ARTIGO:
2. No plano político
Considerando que os problemas que defronta S. Vicente têm uma origem
inquestionavelmente política, e que a sua resolução dependerá da
exploração conveniente das capacidades e competências políticas
existentes na ilha, associada a uma maior proximidade dos decisores
políticos às populações, recomenda-se o estudo e a implementação de
uma profunda Reforma Política e Administrativa do país, no sentido de
uma criteriosa descentralização política que conduza à criação de
Regiões e Autonomias eleitas pelos cidadãos, com poderes de decisão,
no plano político, económico, financeiro e cultural. Todos os cenários
possíveis devem ser estudados de modo a estimular as solidariedades e
sinergias insulares e regionais e uma competitividade sã no
arquipélago, a par de um envolvimento necessariamente mais activo dos
cidadãos e suas organizações na cena política.



3. No plano cultural



Considerando que Mindelo encerra um Centro Histórico e Cultural único,

com um potencial anímico e arquitectónico que o capacita a ser um dos
cartões de visita de Cabo Verde, recomenda-se a transformação da
cidade numa plataforma de intercâmbio cultural e social, e a
estimulação do desenvolvimento de um turismo de qualidade.

REGISTOS GUARDADOS:
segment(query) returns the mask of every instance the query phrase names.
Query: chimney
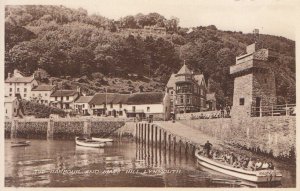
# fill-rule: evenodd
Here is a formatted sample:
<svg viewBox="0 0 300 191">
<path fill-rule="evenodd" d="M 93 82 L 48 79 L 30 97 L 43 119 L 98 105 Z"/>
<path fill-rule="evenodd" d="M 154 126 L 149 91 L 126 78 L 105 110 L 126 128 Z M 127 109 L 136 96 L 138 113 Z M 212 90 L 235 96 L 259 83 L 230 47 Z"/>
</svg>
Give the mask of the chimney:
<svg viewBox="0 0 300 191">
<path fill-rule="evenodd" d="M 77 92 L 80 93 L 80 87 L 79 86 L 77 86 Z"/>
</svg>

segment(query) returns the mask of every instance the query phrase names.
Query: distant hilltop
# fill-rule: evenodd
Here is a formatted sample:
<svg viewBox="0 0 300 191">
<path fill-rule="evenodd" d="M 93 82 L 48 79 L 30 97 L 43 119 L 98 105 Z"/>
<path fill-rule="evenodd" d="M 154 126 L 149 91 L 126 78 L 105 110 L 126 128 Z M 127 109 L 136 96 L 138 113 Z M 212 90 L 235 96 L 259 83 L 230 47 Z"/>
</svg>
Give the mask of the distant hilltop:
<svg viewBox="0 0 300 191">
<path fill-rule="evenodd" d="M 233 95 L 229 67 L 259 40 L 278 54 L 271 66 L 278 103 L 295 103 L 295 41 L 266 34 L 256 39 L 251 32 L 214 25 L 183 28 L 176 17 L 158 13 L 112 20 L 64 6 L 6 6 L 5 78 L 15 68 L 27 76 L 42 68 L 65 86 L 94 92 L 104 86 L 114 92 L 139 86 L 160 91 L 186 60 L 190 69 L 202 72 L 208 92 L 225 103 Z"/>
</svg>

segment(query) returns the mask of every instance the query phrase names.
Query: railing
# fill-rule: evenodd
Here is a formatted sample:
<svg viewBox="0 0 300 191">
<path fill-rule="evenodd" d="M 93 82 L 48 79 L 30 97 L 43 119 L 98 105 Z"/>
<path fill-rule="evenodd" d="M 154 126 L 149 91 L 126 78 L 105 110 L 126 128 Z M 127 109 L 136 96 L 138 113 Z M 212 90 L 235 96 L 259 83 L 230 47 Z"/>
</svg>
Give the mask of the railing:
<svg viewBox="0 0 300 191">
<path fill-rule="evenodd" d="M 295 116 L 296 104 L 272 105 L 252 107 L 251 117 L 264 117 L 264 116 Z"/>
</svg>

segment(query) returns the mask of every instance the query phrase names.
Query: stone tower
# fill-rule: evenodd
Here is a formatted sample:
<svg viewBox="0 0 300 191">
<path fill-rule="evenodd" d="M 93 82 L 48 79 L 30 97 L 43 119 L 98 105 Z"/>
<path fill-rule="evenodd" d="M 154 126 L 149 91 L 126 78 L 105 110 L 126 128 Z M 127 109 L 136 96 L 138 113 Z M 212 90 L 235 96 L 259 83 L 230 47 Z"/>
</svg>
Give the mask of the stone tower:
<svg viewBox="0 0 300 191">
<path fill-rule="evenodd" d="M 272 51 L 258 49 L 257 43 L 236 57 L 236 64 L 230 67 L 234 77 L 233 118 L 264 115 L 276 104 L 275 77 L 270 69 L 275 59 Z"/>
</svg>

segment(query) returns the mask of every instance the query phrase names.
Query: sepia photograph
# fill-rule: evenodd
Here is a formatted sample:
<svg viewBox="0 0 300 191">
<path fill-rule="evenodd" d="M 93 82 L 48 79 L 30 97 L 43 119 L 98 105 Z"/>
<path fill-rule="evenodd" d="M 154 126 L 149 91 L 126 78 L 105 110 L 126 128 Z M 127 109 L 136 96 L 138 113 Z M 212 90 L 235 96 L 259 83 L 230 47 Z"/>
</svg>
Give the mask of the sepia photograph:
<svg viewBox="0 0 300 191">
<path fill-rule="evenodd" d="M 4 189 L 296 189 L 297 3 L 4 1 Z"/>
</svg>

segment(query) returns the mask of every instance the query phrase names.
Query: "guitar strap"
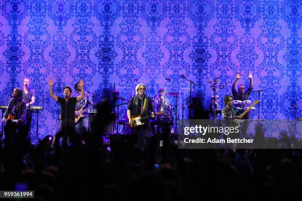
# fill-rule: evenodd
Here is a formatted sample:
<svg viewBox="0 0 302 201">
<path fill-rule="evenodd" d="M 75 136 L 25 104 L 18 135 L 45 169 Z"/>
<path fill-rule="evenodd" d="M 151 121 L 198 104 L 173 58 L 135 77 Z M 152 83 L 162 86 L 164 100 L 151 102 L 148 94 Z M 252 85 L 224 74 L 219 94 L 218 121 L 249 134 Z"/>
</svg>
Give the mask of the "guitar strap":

EXERCÍCIOS PROPOSTOS:
1. Indique todos os planos em que, segundo o texto sobre S. Vicente, as Regiões e Autonomias eleitas teriam poderes de decisão.
2. Atualize no texto sobre S. Vicente o trecho que abre com as palavras que contêm "3. No plano" e fecha com "turismo de qualidade.", pondo "diálogo" no lugar de "intercâmbio".
3. Dê seguimento ao texto sobre S. Vicente a partir da última frase apresentada.
O material é independente do texto e não lhe diz respeito.

RESPOSTAS POR TAREFA:
1. Político, económico, financeiro e cultural.

2.
3. No plano cultural



Considerando que Mindelo encerra um Centro Histórico e Cultural único,

com um potencial anímico e arquitectónico que o capacita a ser um dos
cartões de visita de Cabo Verde, recomenda-se a transformação da
cidade numa plataforma de diálogo cultural e social, e a
estimulação do desenvolvimento de um turismo de qualidade.

3.
Considerando que o seu património, material e imaterial, vem sendo,
desde há décadas, negligenciado, ameaçado e mesmo demolido, como
aconteceu com vários ex-libris da cidade que foram ou estão em vias de
ser substituídos por projectos arquitectónicos que não só violam a
traça histórica da cidade como representam empreendimentos
imobiliários duvidosos, apela-se a políticas públicas interventivas,
tendentes a: dinamizar a vida social cultural e intelectual da ilha;
classificar e preservar o Património Histórico e Cultural da ilha;
proceder à requalificação urbana da parte histórica e sua integração
nos roteiros culturais e turísticos mundiais; proceder à criação de
uma zona turística requalificada e cultural na Baixa da Cidade
(designadamente, entre Rua de Matijim e Praia d’ Bote).
Por último, apela-se ao respeito pelas especificidades culturais da
ilha e de cada parcela do território nacional, reconhecendo-se como
factor de enriquecimento a diversidade cultural, insular, regional e
linguística do país, repudiando-se, assim, políticas etnocêntricas e
assimilacionistas, baseadas em preconceitos étnicos, filosóficos,
religiosos ou políticos.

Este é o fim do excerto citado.